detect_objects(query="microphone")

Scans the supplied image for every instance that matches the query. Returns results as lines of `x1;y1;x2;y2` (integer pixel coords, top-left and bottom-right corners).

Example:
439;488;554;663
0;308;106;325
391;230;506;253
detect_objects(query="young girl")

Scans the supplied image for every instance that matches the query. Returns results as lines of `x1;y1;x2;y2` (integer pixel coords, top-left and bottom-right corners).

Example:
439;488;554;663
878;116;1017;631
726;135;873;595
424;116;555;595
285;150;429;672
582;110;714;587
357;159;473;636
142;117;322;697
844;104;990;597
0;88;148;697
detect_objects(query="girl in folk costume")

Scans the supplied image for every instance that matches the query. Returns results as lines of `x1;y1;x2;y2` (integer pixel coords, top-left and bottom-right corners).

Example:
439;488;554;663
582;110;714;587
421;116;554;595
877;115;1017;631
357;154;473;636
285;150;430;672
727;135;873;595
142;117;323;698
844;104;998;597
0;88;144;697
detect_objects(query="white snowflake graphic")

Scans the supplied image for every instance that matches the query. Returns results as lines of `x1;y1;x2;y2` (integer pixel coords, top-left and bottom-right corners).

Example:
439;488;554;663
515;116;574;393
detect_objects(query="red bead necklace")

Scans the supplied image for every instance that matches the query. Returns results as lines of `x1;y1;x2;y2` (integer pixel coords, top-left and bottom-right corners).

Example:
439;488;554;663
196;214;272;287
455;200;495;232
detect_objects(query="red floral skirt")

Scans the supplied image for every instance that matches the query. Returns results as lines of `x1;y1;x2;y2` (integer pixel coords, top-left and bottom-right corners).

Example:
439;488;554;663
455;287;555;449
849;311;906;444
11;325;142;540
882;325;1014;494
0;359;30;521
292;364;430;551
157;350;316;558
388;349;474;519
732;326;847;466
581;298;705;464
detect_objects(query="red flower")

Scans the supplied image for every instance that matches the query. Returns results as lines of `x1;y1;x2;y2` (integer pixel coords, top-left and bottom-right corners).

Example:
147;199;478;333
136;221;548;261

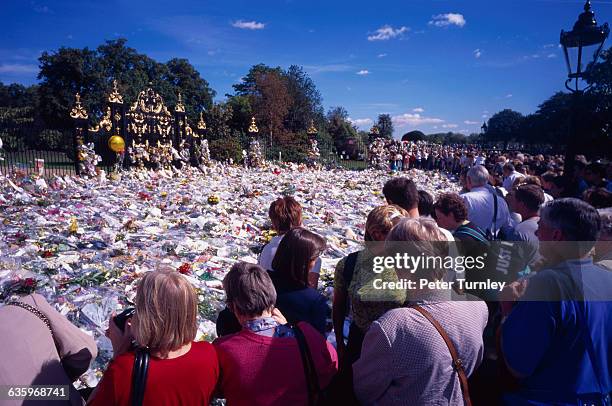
177;262;191;275
138;192;151;200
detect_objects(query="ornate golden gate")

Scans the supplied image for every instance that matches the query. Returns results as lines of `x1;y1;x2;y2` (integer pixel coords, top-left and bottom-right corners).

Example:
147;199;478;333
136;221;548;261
70;81;206;173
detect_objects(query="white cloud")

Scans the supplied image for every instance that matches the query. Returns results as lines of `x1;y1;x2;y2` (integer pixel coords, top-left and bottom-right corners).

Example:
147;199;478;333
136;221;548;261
391;113;444;127
232;20;266;30
368;25;410;41
429;13;466;27
348;117;374;127
0;63;38;75
304;64;355;75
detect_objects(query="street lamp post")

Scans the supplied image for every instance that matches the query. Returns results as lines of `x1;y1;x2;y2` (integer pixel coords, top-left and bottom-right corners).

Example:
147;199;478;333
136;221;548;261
306;119;319;166
246;117;263;168
560;0;610;186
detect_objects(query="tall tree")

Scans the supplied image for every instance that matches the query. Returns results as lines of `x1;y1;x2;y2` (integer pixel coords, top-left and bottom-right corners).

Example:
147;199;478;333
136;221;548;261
327;106;357;151
38;38;215;128
376;114;393;139
232;63;283;96
253;71;292;143
487;109;524;142
285;65;324;133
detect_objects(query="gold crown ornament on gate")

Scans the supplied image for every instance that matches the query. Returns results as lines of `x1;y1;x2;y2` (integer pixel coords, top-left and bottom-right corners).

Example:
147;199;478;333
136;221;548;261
108;135;125;153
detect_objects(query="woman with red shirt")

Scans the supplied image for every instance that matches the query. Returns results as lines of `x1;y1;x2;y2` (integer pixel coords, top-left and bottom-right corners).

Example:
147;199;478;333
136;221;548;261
213;262;338;406
89;271;219;406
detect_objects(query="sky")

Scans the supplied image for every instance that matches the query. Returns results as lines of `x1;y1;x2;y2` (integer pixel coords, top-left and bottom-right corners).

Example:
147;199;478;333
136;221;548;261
0;0;612;136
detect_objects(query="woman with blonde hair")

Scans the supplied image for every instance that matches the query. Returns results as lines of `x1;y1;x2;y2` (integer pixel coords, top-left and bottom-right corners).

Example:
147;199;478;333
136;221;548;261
90;271;219;405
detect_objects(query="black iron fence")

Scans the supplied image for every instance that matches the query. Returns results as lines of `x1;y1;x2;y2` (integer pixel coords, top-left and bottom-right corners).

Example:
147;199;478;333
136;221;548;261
0;149;75;177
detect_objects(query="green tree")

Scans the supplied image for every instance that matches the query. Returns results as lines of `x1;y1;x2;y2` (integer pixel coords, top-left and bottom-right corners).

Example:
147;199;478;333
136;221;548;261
285;65;324;133
226;95;254;135
253;71;292;144
376;114;393;139
229;63;283;96
38;48;106;129
38;38;215;129
486;109;524;142
402;130;425;141
327;106;357;151
0;107;34;151
204;103;236;141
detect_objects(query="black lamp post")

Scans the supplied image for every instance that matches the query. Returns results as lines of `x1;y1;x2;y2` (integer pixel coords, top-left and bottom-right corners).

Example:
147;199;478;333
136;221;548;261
560;0;610;187
370;125;380;142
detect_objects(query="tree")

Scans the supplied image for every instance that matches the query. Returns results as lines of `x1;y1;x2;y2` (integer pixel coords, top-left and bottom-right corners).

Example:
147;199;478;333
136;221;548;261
376;114;393;139
253;71;292;144
38;48;106;129
327;107;357;151
0;107;34;151
0;82;38;108
230;63;283;96
285;65;324;133
204;103;236;140
486;109;524;142
38;38;215;129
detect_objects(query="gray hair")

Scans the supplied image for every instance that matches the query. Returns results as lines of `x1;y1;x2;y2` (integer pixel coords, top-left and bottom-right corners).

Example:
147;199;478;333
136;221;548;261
223;262;276;317
540;197;601;244
467;165;489;186
385;217;448;280
597;207;612;236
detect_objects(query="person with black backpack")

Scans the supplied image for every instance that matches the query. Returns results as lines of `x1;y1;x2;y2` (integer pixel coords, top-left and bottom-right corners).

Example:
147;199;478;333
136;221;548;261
332;205;408;404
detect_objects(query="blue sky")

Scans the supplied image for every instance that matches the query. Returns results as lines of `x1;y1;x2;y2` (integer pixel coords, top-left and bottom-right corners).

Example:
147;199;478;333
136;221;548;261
0;0;612;135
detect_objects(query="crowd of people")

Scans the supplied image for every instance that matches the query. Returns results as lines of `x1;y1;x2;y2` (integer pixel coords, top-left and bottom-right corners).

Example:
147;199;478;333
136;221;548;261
0;150;612;406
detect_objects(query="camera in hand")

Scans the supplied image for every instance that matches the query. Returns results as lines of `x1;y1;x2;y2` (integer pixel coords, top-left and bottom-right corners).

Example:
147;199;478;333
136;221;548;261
113;307;136;331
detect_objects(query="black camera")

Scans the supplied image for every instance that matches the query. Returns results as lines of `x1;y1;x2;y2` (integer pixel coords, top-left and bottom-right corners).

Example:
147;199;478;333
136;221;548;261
113;307;136;331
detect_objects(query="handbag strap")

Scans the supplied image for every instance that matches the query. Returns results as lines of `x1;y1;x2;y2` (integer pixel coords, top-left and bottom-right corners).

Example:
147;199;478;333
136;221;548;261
412;306;472;406
132;348;149;406
491;189;497;239
6;300;55;340
293;324;321;406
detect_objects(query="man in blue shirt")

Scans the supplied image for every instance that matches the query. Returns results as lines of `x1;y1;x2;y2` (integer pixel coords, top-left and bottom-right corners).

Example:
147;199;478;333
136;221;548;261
502;198;612;405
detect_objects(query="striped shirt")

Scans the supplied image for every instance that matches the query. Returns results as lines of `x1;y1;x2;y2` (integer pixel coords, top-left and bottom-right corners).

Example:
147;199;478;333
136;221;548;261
353;301;488;406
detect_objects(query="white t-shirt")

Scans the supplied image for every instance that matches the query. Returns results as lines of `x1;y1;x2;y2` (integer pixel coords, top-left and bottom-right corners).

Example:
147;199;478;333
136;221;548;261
257;235;321;274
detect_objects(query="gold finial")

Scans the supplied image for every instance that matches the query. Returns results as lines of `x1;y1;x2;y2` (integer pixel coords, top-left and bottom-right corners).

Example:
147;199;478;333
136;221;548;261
198;111;206;130
70;92;89;119
108;79;123;104
306;120;318;135
174;92;185;113
249;117;259;133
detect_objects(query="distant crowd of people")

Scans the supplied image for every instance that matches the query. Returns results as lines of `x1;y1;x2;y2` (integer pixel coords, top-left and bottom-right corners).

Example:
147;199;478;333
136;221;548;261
0;153;612;406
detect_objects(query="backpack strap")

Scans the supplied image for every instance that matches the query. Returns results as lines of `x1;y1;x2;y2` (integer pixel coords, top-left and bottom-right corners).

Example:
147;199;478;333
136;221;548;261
412;305;472;406
342;251;359;291
491;189;497;239
292;324;321;406
132;348;149;406
454;227;489;243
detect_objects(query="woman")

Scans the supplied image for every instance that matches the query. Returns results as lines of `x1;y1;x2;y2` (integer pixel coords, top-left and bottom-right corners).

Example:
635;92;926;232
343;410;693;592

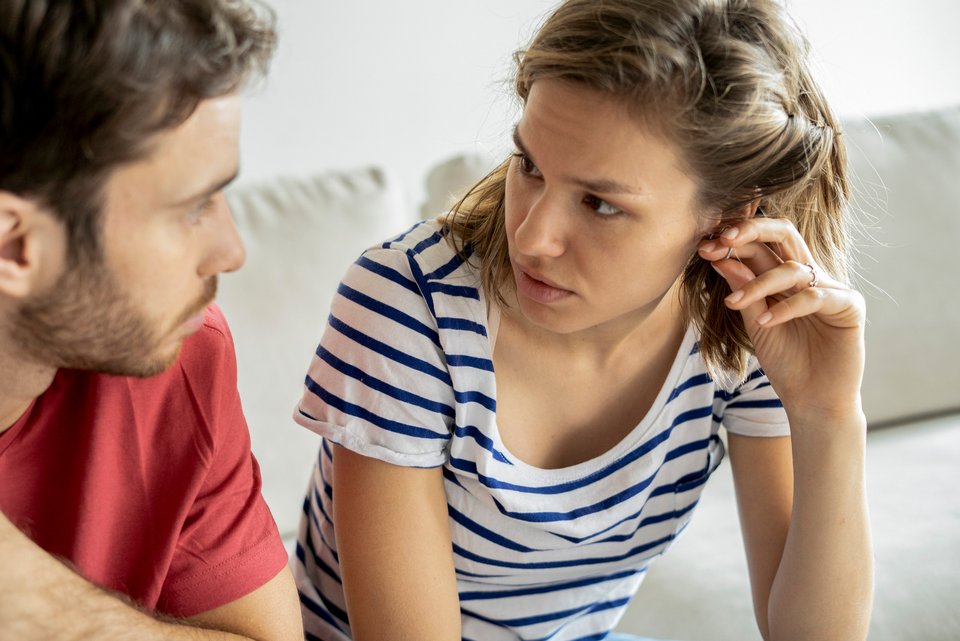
295;0;872;641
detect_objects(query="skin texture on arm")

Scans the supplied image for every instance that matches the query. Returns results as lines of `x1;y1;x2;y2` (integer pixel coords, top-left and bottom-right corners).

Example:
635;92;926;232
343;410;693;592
333;446;460;641
0;514;303;641
700;218;873;641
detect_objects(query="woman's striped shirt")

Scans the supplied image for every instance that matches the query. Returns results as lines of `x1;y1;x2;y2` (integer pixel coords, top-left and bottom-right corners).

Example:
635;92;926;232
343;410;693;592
294;222;788;641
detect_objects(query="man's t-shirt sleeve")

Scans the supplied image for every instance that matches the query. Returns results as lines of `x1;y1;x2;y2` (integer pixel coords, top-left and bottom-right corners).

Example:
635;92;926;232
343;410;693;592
157;307;287;617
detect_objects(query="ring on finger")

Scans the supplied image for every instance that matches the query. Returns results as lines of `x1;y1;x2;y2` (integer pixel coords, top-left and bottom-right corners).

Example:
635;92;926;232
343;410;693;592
804;263;820;287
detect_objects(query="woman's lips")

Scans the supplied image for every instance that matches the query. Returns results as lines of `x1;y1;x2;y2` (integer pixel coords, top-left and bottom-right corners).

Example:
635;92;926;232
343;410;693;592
517;269;573;304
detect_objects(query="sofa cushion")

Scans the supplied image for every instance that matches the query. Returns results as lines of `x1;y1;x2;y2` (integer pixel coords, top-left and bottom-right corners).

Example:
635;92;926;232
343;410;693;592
425;107;960;427
844;107;960;426
218;169;413;541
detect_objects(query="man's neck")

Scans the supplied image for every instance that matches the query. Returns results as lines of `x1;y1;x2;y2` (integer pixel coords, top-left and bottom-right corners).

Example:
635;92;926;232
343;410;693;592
0;351;57;434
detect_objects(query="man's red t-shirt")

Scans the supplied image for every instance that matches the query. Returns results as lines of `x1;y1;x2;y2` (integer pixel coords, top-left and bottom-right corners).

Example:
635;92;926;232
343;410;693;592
0;307;287;616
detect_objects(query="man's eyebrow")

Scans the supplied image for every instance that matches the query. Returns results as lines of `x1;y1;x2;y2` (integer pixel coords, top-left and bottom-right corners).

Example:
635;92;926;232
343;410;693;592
172;168;240;207
513;125;644;196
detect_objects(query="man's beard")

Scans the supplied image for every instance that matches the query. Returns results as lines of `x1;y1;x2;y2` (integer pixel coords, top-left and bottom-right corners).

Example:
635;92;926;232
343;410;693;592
11;261;217;377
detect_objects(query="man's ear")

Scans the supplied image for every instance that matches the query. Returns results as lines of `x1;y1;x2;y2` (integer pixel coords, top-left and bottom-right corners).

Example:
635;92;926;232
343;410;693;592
0;190;64;298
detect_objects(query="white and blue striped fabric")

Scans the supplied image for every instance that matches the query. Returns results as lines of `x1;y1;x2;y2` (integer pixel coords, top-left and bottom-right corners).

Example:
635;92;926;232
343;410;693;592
293;222;788;641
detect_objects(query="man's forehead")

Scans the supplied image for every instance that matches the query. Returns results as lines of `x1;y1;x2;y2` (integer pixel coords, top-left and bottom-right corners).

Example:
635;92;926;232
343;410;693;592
110;95;240;205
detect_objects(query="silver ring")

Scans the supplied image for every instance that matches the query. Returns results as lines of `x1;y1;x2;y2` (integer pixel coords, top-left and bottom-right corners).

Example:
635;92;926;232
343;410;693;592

======

• _Task details_: Copy the stretch from the line containing "and blue striped" through the line containing "293;222;788;641", renaming "Example" to "Sample" and leaving everything else unchanged.

• _The reply_:
detect_objects(query="white and blue striped fabric")

Scans the supplied image for every instance that matches the query. Returns results as lines of `x1;y1;x2;y2` (integer pixel coords, top-left and bottom-right corners).

Sample:
635;92;926;232
343;410;693;592
293;222;788;641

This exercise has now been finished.